— BEGIN Task input —

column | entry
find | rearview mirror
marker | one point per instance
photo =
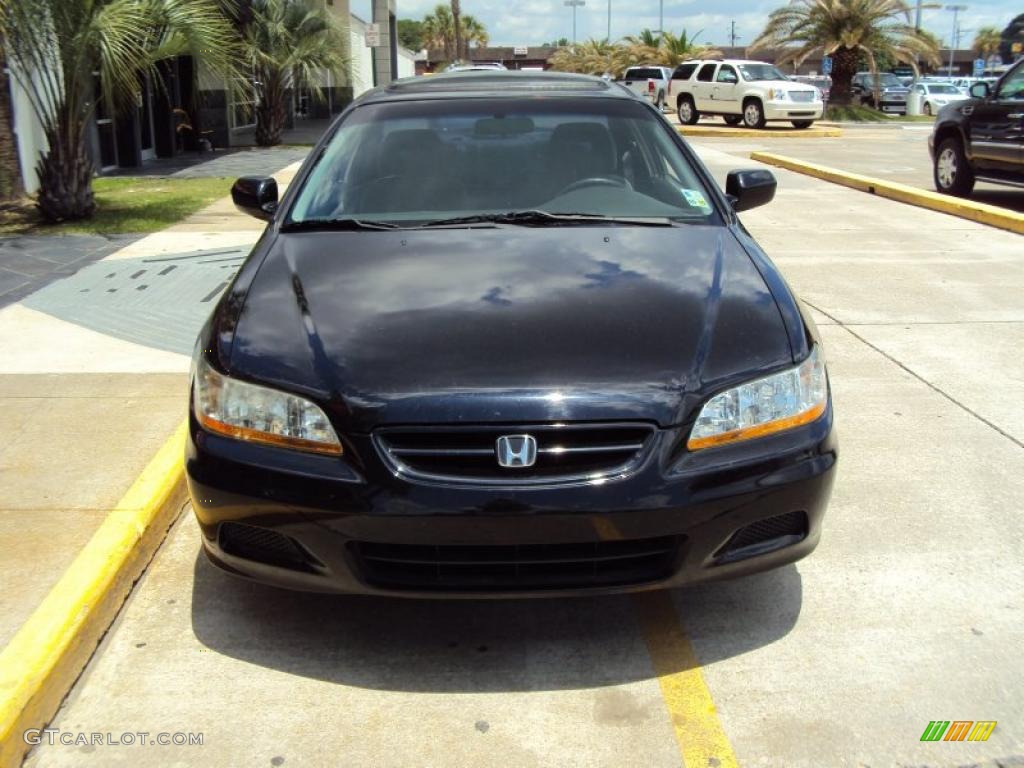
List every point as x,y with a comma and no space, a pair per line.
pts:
256,196
750,188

— END Task input —

▶ Set task
Please pull out every line of the entries above and copy each one character for character, leaving out the pictures.

▶ Solved exercise
column | entry
find | rearview mirror
marker | one point per instance
photo =
List every point as x,y with a comma and no space, a pair per line.
pts:
256,196
750,188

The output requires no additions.